▶
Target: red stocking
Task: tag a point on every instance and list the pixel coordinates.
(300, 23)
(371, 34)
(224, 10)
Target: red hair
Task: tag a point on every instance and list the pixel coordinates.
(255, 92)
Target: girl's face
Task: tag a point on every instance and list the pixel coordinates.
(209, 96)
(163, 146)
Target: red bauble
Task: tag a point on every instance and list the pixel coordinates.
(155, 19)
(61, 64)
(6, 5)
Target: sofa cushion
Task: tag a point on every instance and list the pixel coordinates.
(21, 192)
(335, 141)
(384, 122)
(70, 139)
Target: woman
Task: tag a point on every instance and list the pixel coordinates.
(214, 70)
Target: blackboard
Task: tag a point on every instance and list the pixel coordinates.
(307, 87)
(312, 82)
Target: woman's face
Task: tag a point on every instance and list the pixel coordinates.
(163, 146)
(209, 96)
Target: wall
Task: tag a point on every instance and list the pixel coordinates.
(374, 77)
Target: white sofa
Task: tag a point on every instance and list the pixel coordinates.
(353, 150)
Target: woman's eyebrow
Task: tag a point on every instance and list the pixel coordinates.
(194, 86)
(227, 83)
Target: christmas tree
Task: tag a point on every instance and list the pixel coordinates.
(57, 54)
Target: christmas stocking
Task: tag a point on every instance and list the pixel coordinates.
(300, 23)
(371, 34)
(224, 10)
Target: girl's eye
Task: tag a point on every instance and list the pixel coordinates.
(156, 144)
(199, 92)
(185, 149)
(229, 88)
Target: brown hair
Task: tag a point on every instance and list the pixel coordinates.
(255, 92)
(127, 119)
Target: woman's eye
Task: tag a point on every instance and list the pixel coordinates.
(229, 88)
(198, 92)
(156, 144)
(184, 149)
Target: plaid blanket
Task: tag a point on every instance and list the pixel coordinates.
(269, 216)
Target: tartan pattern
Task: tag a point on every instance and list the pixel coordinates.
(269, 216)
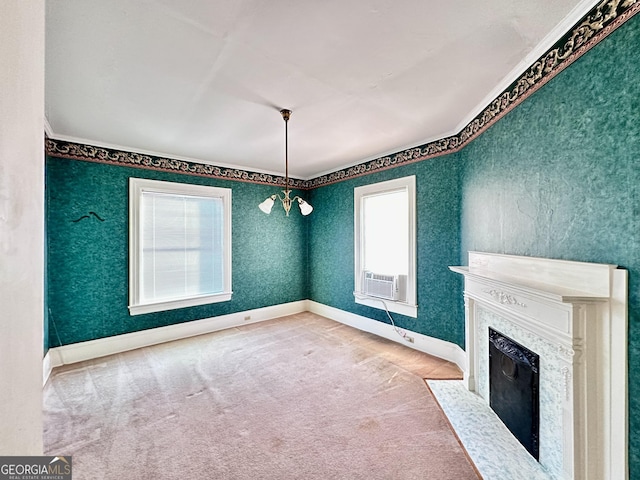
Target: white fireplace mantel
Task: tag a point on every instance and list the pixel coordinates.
(574, 315)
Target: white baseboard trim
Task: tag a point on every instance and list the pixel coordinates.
(46, 367)
(433, 346)
(79, 352)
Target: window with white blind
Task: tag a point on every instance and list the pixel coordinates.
(179, 245)
(385, 245)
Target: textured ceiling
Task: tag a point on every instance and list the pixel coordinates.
(204, 80)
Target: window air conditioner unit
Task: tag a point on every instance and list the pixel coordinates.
(390, 287)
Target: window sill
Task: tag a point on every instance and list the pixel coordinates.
(393, 306)
(140, 309)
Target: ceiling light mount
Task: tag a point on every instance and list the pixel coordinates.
(267, 205)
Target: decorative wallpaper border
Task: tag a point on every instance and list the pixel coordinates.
(602, 20)
(89, 153)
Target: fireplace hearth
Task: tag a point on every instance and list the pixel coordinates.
(573, 315)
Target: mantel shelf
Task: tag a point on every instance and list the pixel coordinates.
(526, 285)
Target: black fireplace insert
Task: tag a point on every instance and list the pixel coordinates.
(514, 388)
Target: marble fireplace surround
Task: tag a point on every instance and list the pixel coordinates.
(574, 315)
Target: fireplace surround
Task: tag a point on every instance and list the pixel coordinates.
(574, 316)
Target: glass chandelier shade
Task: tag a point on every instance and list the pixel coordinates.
(286, 200)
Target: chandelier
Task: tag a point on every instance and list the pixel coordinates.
(267, 205)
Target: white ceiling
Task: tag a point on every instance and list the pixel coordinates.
(204, 80)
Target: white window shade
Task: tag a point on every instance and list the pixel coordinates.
(386, 233)
(180, 245)
(385, 245)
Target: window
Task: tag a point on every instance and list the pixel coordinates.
(179, 245)
(385, 245)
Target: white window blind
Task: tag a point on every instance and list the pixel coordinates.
(386, 233)
(180, 251)
(385, 245)
(182, 240)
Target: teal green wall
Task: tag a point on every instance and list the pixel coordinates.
(87, 261)
(559, 177)
(331, 248)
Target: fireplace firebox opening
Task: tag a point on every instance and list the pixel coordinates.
(514, 388)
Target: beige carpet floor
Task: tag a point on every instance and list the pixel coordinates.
(300, 397)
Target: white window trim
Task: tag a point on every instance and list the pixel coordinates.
(136, 187)
(409, 307)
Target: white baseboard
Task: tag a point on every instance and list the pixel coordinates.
(46, 367)
(433, 346)
(78, 352)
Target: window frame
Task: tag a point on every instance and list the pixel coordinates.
(409, 307)
(136, 188)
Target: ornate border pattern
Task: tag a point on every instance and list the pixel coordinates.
(89, 153)
(602, 20)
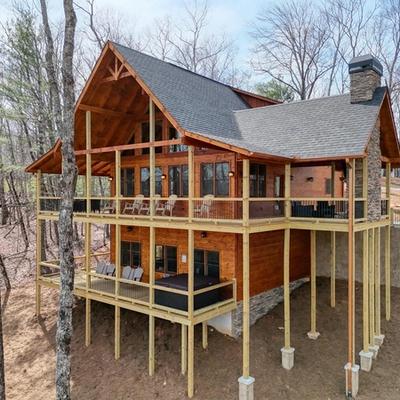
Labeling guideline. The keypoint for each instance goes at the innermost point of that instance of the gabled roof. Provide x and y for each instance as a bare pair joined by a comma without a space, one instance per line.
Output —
198,104
318,128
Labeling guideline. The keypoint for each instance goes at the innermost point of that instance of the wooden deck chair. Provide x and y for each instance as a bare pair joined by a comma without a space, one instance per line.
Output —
110,270
146,206
135,205
169,205
109,207
101,268
127,272
137,274
203,210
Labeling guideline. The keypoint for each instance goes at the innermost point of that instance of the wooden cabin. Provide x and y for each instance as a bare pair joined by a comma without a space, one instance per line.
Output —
215,196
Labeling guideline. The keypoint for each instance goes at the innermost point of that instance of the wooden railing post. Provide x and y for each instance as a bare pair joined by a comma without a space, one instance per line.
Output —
191,181
39,243
88,191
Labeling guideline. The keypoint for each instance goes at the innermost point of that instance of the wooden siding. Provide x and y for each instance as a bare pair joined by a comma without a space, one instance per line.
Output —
266,259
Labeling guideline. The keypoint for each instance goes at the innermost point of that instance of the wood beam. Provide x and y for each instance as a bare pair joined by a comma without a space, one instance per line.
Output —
39,243
105,111
313,334
184,353
333,269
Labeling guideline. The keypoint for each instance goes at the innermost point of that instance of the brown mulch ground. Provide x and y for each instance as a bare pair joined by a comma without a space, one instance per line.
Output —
318,372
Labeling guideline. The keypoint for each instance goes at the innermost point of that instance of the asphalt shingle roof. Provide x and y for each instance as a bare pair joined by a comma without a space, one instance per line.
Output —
318,128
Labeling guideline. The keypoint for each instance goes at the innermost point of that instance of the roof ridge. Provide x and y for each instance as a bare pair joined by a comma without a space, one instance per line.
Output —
295,102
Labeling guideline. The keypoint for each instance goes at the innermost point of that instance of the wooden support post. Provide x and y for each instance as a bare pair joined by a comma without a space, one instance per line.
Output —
117,332
387,247
184,354
333,269
377,285
191,360
88,323
351,368
190,313
191,181
117,259
151,345
117,183
287,190
287,351
286,288
39,243
313,334
152,155
387,273
365,291
371,282
204,335
88,191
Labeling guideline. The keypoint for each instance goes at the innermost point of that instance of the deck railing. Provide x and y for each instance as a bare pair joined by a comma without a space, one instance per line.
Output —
224,209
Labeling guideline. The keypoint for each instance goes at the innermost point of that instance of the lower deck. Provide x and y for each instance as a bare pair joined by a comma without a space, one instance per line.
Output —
135,296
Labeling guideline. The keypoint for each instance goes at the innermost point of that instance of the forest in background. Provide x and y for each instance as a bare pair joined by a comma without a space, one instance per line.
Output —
298,50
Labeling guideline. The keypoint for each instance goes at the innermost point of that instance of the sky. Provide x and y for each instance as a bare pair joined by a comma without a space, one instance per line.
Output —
233,17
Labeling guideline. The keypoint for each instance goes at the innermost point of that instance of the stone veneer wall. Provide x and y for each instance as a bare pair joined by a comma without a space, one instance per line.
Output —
260,305
363,85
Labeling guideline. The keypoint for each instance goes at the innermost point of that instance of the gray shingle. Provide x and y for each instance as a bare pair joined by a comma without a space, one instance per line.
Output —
318,128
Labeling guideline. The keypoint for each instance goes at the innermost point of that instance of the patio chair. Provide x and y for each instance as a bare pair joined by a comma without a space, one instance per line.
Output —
134,205
101,268
127,272
146,206
110,270
203,210
168,206
109,207
137,273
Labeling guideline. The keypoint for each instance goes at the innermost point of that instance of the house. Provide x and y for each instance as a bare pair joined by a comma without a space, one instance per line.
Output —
216,196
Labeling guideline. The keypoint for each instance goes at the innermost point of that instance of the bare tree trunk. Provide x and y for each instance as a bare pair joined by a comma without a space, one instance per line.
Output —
2,377
4,274
67,185
18,210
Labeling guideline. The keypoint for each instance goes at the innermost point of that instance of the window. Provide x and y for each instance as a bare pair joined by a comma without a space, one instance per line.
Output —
146,135
145,181
178,180
130,254
175,148
166,259
206,263
127,181
257,180
278,189
328,186
215,179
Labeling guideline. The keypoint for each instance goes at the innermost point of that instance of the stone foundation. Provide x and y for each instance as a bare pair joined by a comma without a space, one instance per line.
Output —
231,323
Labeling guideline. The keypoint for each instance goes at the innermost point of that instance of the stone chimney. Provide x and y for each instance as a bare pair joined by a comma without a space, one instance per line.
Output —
365,76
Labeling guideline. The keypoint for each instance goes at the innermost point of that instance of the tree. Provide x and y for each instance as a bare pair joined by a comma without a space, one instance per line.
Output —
67,184
275,90
291,46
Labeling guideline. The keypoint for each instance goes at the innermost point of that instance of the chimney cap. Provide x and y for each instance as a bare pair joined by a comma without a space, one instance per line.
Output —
364,63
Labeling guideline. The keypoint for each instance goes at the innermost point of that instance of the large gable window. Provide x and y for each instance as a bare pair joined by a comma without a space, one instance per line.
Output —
130,254
178,180
146,135
215,179
127,182
145,181
257,180
175,148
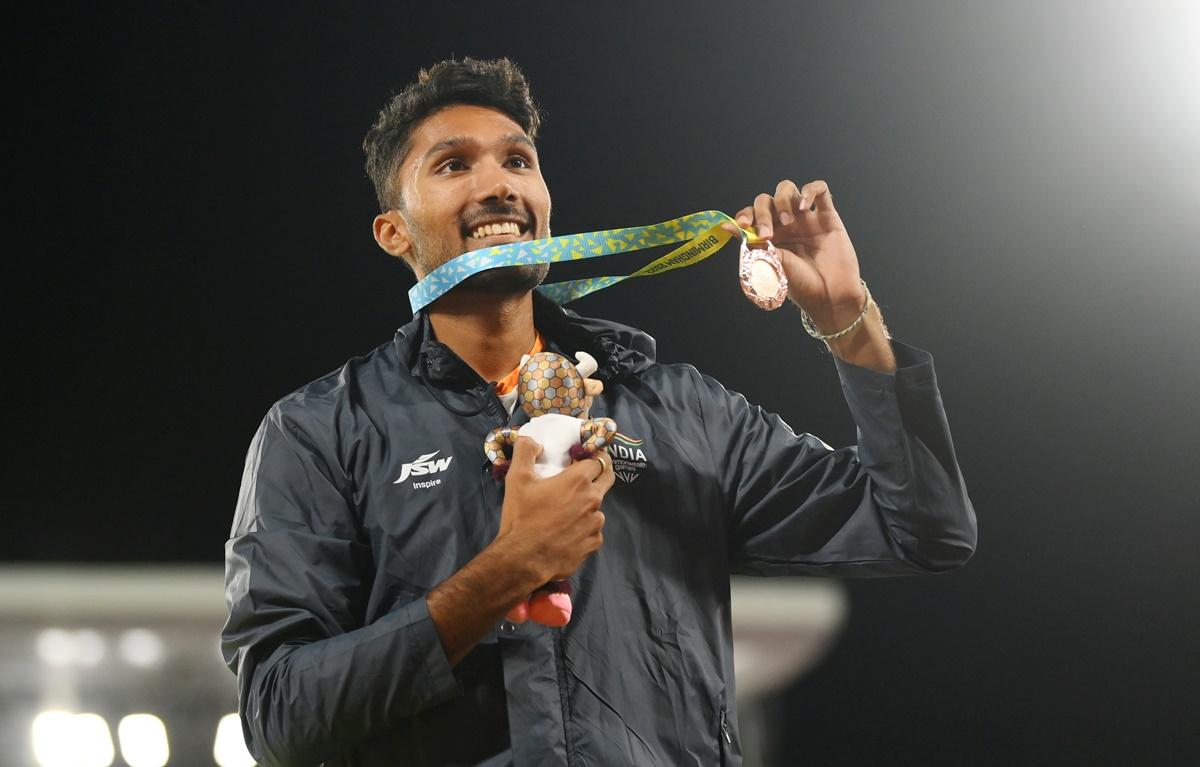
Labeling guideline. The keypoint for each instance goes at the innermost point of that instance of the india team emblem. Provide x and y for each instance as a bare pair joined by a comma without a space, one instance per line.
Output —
628,457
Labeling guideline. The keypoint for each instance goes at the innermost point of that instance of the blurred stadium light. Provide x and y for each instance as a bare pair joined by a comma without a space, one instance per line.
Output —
120,665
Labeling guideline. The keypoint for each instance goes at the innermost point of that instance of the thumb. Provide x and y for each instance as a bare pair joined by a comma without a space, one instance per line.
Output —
525,453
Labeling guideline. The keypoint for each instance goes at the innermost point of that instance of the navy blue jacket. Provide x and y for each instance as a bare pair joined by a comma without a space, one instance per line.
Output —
331,555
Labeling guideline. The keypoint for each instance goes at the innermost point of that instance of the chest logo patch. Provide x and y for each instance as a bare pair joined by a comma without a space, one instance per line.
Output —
628,457
423,466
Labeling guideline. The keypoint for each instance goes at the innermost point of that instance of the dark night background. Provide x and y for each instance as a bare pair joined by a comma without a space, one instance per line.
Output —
1021,184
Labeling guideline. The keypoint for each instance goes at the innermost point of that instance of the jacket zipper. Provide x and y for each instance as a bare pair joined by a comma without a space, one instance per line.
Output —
561,669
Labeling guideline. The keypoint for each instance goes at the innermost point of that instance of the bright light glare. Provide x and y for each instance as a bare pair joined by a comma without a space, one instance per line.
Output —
143,739
229,749
66,739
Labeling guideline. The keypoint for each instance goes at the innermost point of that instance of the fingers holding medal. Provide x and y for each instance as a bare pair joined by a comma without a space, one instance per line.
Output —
798,226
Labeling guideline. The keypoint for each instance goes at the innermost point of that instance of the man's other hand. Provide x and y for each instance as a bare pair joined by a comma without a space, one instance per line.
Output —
552,525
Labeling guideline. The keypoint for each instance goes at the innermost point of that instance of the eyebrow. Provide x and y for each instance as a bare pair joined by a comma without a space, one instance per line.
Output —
459,142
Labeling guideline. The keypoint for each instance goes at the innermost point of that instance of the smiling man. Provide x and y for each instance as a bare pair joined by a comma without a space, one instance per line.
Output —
373,558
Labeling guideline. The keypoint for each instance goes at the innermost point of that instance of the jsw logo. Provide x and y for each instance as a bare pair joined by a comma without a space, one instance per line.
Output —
424,466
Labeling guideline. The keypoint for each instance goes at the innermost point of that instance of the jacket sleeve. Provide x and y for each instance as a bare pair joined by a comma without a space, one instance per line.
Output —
312,679
893,504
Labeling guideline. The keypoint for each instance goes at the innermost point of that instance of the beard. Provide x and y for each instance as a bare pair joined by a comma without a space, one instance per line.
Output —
431,252
505,281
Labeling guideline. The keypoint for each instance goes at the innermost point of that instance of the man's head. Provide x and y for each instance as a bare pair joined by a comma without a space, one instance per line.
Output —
455,169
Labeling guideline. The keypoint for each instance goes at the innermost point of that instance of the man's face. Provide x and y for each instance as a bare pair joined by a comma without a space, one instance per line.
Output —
472,180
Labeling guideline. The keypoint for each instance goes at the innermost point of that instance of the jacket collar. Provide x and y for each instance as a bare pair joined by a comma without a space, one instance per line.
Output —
619,349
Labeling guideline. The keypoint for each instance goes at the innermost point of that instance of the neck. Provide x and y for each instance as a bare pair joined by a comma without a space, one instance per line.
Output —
489,333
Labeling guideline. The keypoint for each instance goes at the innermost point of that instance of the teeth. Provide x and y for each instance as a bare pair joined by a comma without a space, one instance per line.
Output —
491,229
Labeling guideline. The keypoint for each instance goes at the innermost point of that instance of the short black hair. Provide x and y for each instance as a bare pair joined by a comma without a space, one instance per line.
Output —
498,84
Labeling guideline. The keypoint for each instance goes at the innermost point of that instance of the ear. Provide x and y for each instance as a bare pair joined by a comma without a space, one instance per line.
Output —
391,234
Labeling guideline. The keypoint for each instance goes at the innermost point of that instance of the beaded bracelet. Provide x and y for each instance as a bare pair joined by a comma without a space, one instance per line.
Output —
816,334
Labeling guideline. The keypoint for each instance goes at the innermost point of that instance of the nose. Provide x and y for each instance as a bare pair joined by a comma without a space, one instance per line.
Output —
495,185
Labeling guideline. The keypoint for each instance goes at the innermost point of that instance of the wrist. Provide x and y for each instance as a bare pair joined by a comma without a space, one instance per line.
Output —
516,557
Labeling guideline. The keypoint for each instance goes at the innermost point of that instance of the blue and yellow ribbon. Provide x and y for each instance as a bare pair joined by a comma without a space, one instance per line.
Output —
701,234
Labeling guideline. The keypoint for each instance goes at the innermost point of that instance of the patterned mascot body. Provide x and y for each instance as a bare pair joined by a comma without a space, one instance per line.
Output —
557,396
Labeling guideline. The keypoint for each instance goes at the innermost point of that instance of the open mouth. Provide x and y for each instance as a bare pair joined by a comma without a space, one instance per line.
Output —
498,231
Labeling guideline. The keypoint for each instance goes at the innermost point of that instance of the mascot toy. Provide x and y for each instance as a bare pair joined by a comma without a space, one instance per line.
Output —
557,395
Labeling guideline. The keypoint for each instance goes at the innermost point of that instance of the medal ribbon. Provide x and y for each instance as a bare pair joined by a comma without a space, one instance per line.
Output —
701,234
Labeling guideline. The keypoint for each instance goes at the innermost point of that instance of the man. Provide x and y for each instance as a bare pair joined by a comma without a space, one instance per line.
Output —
373,557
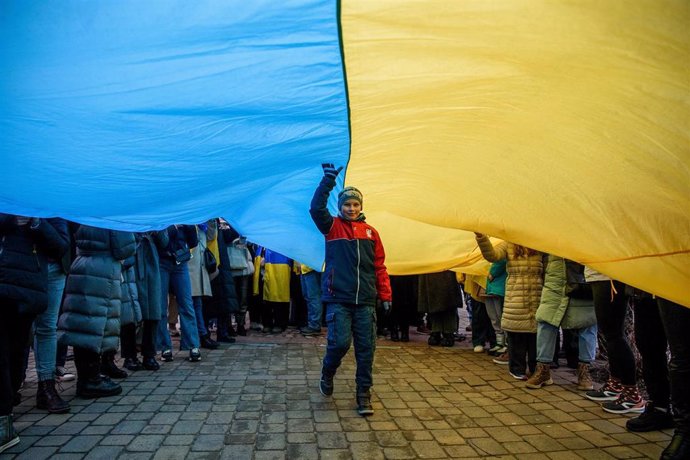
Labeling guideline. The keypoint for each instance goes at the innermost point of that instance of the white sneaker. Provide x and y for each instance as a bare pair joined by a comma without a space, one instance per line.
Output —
62,375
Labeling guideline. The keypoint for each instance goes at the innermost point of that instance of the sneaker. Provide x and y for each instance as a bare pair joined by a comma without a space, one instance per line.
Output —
503,358
364,407
652,419
518,376
609,392
326,385
194,355
62,375
629,401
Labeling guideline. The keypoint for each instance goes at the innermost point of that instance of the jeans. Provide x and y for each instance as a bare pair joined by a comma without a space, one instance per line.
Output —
176,278
45,325
198,303
345,323
547,335
311,290
611,322
494,308
676,321
522,352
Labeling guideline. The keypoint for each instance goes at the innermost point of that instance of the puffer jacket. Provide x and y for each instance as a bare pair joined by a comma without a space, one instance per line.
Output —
523,284
149,274
198,273
24,254
556,308
130,312
93,291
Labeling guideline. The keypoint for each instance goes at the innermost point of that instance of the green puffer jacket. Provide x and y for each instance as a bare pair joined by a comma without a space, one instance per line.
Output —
556,308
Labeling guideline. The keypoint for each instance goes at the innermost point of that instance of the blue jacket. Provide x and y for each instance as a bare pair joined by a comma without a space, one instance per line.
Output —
355,270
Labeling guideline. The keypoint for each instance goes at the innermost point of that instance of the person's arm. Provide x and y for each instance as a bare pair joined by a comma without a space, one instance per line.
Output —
491,253
383,283
319,202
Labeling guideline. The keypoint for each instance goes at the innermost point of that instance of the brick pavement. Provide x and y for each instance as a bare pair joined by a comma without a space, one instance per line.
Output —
258,399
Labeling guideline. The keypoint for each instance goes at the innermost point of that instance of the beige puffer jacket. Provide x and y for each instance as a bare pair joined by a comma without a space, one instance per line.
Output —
523,285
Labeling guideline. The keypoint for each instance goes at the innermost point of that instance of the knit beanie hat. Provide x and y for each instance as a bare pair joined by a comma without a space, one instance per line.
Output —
349,193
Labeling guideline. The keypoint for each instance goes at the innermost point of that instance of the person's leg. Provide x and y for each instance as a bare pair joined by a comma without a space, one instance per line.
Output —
364,338
45,326
182,288
611,321
676,321
339,321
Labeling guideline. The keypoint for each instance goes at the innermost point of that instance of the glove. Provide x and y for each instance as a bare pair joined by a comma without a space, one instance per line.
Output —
◀
**Task directions:**
Each line from the beginning of the listing up to the line where "Target: wall" appears needs to be given again exactly; please add nothing else.

**Problem solution:**
Target: red stocking
Task: tag a point on every instance and list the pixel coordinates.
(300, 23)
(371, 34)
(224, 10)
Target: red hair
Task: tag a point on every instance and list the pixel coordinates.
(255, 92)
Target: girl's face
Task: tag a point on every instance and list the pixel coordinates.
(209, 96)
(163, 146)
Target: red bauble
Task: tag a point on every instance and list the pixel coordinates.
(155, 19)
(61, 64)
(6, 5)
Target: sofa cushion
Task: tag a point on every instance and list the pixel coordinates.
(21, 192)
(335, 141)
(384, 122)
(70, 139)
Target: woman
Task: tag a point on every instance and list the pixel coordinates.
(214, 70)
Target: blackboard
Task: tag a point on every instance and list the pixel coordinates.
(307, 87)
(312, 82)
Target: woman's face
Task: tag a point on every instance and list the pixel coordinates.
(163, 146)
(209, 96)
Target: wall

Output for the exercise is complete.